[[ Record set open ]]

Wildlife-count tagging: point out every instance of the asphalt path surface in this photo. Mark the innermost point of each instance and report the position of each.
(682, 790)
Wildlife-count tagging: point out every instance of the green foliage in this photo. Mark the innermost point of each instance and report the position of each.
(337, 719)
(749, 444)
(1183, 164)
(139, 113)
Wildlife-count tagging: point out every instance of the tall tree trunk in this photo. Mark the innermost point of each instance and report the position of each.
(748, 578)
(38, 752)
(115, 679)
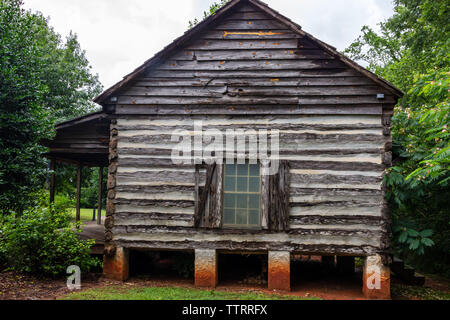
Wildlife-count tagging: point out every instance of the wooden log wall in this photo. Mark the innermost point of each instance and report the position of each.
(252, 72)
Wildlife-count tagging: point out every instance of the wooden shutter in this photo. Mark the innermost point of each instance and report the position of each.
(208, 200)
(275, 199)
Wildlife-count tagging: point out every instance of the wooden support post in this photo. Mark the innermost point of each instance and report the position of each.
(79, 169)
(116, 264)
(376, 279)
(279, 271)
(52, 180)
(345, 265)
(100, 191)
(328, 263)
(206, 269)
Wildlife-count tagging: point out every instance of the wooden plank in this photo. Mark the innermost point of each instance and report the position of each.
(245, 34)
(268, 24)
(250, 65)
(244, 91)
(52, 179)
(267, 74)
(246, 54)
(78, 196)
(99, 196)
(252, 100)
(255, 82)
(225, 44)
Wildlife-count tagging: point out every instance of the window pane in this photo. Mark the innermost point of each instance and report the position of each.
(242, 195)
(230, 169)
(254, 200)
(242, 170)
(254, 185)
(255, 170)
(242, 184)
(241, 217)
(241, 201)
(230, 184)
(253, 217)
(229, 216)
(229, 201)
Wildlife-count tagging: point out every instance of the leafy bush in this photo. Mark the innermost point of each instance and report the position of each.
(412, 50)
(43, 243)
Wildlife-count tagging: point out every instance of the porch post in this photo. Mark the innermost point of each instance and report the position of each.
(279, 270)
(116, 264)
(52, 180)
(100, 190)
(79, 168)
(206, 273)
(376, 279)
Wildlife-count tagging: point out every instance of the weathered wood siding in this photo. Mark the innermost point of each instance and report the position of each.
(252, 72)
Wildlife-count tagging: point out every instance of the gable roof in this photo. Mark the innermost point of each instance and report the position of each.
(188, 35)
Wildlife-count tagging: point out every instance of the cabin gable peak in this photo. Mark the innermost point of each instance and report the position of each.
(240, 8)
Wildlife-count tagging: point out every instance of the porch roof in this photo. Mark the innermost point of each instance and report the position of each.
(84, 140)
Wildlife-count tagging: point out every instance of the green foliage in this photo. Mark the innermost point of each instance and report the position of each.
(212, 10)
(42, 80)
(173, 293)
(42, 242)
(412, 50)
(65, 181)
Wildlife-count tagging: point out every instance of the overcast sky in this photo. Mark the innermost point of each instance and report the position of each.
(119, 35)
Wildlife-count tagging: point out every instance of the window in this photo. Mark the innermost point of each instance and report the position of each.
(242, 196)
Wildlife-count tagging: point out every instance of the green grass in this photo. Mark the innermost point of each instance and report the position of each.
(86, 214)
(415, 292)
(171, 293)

[[ Record set closed ]]

Reproduce the data verbatim. Do not carry any picture into the copy.

Wildlife-count tagging: point out every instance of the asphalt path surface in this photo. Mark the innermost point of each instance and report the position of each.
(682, 790)
Wildlife-count tagging: point out every instance of the green foliage in this photo. Mark the innermost point of each instance and report the position of each.
(337, 719)
(749, 444)
(1183, 164)
(139, 113)
Wildlife-count tagging: point out every instance of the tall tree trunk in this photo. Mark the innermost point of each instance and report the position of each.
(748, 578)
(38, 752)
(115, 679)
Wildlife-count tagging: point out every instance of the wooden log wall in this photo. Mark the innermost point of each instance and report the position of each.
(252, 72)
Wildlife-count tagging: point out every instance of the wooden shutter in this photo. Mark the innermost point of each instance and report the position of each.
(208, 200)
(275, 199)
Wildlife-count tagging: point out every instance of the wooden support post in this photo. Mark the innermost point of each instance and report the position of each.
(79, 169)
(116, 264)
(376, 279)
(279, 271)
(52, 180)
(345, 265)
(100, 191)
(328, 263)
(206, 269)
Wildlife-count tagging: point out every instance of the wooden plank in this photo. Mark the innermost point of each instance and report the position of each.
(245, 34)
(268, 24)
(250, 65)
(244, 91)
(52, 179)
(267, 74)
(246, 54)
(78, 196)
(99, 196)
(252, 100)
(255, 82)
(225, 44)
Wildlife-count tagging: point out every instance of the window pane in this photo. Mark the innermost point of each instance and report the position of each.
(242, 195)
(230, 169)
(254, 200)
(242, 170)
(254, 185)
(255, 170)
(242, 184)
(241, 217)
(241, 201)
(230, 184)
(253, 217)
(229, 216)
(229, 201)
Wildlife-count tagging: point out every instance of the leafy bush in this photo. Mark the innermost point of each instance and report the position of each.
(412, 50)
(43, 243)
Wildlife-count tagging: point out every instance of the porch post in this photo. Mark the innermost point of each instance and report the position of each.
(279, 270)
(116, 264)
(52, 180)
(100, 190)
(79, 168)
(206, 273)
(376, 279)
Wildlife-count tagging: point out every instance of the weathered wood siding in this photo. Mark the innermost point of each instance and report the position of each.
(252, 72)
Wildlife-count tagging: point out every instance of the gable roof in this photo. Mark the innermost point of each instance and report the position of each.
(188, 35)
Wildlife-count tagging: point out every instance of the cabin gable peak in this photo. Mark the innermost point of each instance and report the position of each.
(240, 8)
Wildlife-count tagging: point out every instance of the porch roof in this photo. Mark the innermost point of each instance and report the position of each.
(84, 140)
Wildlife-count tagging: point out every instance of the green foliage in this photo. Mark the innermost point of each instance and report the position of each.
(212, 10)
(42, 80)
(173, 293)
(42, 242)
(412, 50)
(65, 181)
Wildlife-count tagging: point out every instance of the overcast sky in this photo. Mark the innermost point of each instance and report the position of each.
(119, 35)
Wildlife-count tagging: point out every instance of the window in this photo. Mark the innermost point of each instance and report the position of each.
(242, 196)
Wildlife-count tagging: point out every instance of the green grass in this photo. Mark the innermost point of each instance and report the position of each.
(86, 214)
(415, 292)
(171, 293)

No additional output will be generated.